Forum Discussion
Andytcc
Feb 20, 2024Copper Contributor
Get Data
I'm not sure if I'm wording this right. and I'm also new to the following. I am using the "get data from the web" in Excel. I am receiving the data no problem. but as the file gets larger it takes t...
Lorenzo
Feb 21, 2024Silver Contributor
Hi Andytcc
I am using the "get data from the web", later you say I'm actually getting the data from a csv file on an SD card in a PLC. Quite confusing 🙂
Q1: So CSV only, correct?
Q2: Does PLC mean 'Programmable Logic Controller? (not necessarily important but curious)
Excel / Get Data from... = Power Query
When, within Excel (or Power BI), you Get Data from Web, CSV, Excel, SQL, PDF, JSON... there's what's called a Connector (a piece of software) between the Power Query engine and the Data Source. As you understand the in used Connector depends on the targeted Data Source (CSV in your case)
Wonder why I talk about this? There's someone else to be aware of re. query exec./refresh. Things happen in 2 steps: Query optimization, then actual query execution. I encourage you to read
- Overview of query evaluation and query folding in Power Query
- Why does my query run multiple times?
- Why Does Power BI Query My Data Source More Than Once?
To my knowledge (I can't find out articles/forum article mentioning this) your CSV is accessed twice (is it read 100% each time? I don't know):
- During Query optimization
- During Query actual execution
It might be read other times depending on what your query does (cf. Chris Blog Post)
(Involving another XLS/XLSX won't help at all. Reading a CSV is faster than reading an Excel file - probably due to the complexity of Excel file format/structure)
As for the PLC, it will only write to CSV...every hour the PLC writes 201 values in the next available row in the csv file
Q3: As I understand there would be no way/chance to Filter data at the Source (PLC), correct?
Since the CSV file is "New data on bottom" I use "Reverse Rows" and "Keep last Rows"
Q4: Not sure I understand the logic here. Shouldn't this be "Reverse Rows" and "Keep first Rows"?

• _Task set_:
A) In the Power Query forum thread, rewrite the part that opens with the words "Wonder why I" and closes with "run multiple times?", replacing "query folding" with "query caching".
B) According to the Power Query forum thread, how many values does the PLC write to the CSV file every hour?
C) Carry on the Power Query forum thread from the point where it stops.

• _Entries provided_:
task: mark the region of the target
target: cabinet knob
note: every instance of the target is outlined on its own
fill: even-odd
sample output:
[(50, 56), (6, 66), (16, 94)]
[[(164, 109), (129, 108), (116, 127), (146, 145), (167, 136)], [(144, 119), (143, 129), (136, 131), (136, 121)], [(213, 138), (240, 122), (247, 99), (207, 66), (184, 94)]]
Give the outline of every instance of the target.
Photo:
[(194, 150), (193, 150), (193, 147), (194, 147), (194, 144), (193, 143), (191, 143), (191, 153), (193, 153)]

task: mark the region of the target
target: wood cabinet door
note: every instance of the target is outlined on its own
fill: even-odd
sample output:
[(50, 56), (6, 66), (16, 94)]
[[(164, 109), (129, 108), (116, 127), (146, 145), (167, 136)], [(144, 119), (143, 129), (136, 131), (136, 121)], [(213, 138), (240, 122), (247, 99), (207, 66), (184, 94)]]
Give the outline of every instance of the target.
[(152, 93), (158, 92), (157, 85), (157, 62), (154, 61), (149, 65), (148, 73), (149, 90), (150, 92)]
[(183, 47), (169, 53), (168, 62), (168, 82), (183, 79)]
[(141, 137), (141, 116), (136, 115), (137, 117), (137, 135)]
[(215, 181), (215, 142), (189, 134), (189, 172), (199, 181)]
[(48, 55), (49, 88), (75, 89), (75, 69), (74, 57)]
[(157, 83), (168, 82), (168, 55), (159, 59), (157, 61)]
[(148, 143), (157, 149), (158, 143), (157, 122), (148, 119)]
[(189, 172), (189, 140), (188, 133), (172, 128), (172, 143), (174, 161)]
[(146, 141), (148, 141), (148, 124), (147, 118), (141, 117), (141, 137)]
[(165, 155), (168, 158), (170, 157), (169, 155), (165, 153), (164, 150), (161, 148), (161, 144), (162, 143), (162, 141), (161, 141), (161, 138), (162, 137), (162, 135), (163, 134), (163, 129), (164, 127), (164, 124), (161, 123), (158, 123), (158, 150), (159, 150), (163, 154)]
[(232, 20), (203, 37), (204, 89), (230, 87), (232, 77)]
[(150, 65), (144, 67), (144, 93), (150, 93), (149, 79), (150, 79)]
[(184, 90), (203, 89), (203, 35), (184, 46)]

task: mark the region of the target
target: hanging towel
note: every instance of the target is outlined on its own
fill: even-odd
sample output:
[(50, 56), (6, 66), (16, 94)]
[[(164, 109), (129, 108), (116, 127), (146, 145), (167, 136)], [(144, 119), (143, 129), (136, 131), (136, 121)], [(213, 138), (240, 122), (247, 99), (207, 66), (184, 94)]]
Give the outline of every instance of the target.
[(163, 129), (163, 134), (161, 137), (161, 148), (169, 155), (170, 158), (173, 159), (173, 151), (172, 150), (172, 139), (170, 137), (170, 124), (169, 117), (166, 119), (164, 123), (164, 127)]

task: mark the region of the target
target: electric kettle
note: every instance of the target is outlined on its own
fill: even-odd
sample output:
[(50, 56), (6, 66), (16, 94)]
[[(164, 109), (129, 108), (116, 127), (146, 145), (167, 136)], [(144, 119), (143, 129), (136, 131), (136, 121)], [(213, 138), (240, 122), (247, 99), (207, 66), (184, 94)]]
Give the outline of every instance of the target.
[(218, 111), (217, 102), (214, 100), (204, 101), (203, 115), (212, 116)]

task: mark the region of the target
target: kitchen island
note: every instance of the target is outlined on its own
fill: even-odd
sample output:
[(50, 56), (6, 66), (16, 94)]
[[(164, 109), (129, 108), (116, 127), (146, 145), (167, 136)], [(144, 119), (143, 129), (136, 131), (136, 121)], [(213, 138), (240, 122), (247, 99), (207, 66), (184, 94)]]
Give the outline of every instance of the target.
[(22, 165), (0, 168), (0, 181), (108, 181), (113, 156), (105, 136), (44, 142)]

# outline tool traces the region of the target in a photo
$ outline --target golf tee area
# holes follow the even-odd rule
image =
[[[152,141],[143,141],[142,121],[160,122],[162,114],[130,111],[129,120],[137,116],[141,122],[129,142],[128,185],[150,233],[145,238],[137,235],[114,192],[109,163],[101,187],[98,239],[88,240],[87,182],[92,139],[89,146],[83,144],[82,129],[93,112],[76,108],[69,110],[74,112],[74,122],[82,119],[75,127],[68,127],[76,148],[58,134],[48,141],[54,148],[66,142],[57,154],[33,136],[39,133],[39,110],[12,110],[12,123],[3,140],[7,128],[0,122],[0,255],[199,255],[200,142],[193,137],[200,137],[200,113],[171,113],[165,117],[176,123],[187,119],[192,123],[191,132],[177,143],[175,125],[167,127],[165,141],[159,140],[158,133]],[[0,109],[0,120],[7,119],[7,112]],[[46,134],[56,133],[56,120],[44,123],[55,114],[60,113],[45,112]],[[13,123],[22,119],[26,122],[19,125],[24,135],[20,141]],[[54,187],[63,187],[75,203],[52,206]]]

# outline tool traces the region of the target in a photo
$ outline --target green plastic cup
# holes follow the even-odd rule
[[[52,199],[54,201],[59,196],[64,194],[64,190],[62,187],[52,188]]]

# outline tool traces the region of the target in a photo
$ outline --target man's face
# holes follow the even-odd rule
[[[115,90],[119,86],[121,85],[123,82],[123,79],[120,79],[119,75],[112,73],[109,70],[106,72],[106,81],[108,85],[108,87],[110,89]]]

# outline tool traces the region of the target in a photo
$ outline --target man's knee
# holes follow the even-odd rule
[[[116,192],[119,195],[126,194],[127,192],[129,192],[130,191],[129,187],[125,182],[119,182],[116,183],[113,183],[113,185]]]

• _Final results_:
A)
Wonder why I talk about this? There's someone else to be aware of re. query exec./refresh. Things happen in 2 steps: Query optimization, then actual query execution. I encourage you to read
- Overview of query evaluation and query caching in Power Query
- Why does my query run multiple times?

B) 201 values

C)
Not sure (to be tested and with Power Query expect 'surprises') but instinctively I would do - only - Keep Bottom Rows (201) instead
If there was a way to delete the data automatically once retrieved
No way with Power Query. Power Query gets data (reads only) so it won't write in any case on your SD nor anything else
Tiny optimizations you can implement right away in your context (don't expect significant improvements though). In Query Options CURRENT WORKBOOK:
- Data Load: Uncheck 'Allow data previews to download in the background'
- Privacy: Check 'Ignore the Privacy Levels and potentially improve performance'
EDIT (forgot)
No idea what the size of your CSV is (#rows ??) nor if this would be acceptable for the end user... Still in Query Options GLOBAL
- Data Load: Check 'Fast Data Load'
=> How Fast is Fast Data Load in Power Query?
Other things you should consider:
- If the CSV represents say 10 columns and for your calc. & graph you only need 3, get rid of the other 7 columns as early as possible in your query
- When you get data from CSV, initially columns are typed Text in Power Query Editor. Later in the APPLIED STEPS you probably have a Changed Type step, before you filter (keep top/bottom rows). The Change Type step (assuming you need Typed data for your calc. & graph) should be moved after (or even at the end of the query)
If you post your complete query code I can check if there's something else you could do. But don't expect miracles if there's no way to filter/limit the amount of data before the CSV is generated
- SergeiBaklanFeb 21, 2024MVP
Bit more information is here Chris Webb's BI Blog: Comparing The Performance Of Reading Data From Files With File.Contents And Web.Contents In Power Query And Power BI (crossjoin.co.uk)
- LorenzoFeb 21, 2024Silver Contributor
I might have misunderstood you. Re-reading, Andytcc said I'm actually getting the data from a csv file on an SD card in a PLC. I'm doing it with an IP address and the name of the file
So, where you trying to say he actually uses Web.Contents (probably) and not File.Contents?
(that would explain the confusion re. I am using the "get data from the web")
- SergeiBaklanFeb 21, 2024MVP
Perhaps that's me was confused with "get data from the web". Yes, assumed web connector.
Anyway, the task is not clear enough, at least for me. If refresh is once per week that's one story, if every hour that's another. Do we do refresh manually (e.g. on file opening) or Power Automate triggered on csv file update could work. Could we modify csv file update not to keep entire history in it (or keep it separately). Etc.
- LorenzoFeb 21, 2024Silver Contributor
Thanks. I didn't mention that one as Curt (in Chris post) said they will likely only support http/https moving forward (5 years later file: - at least - is still supported). If Andytcc runs a version of Excel that still receive updates and they finally make that change to the Web connector...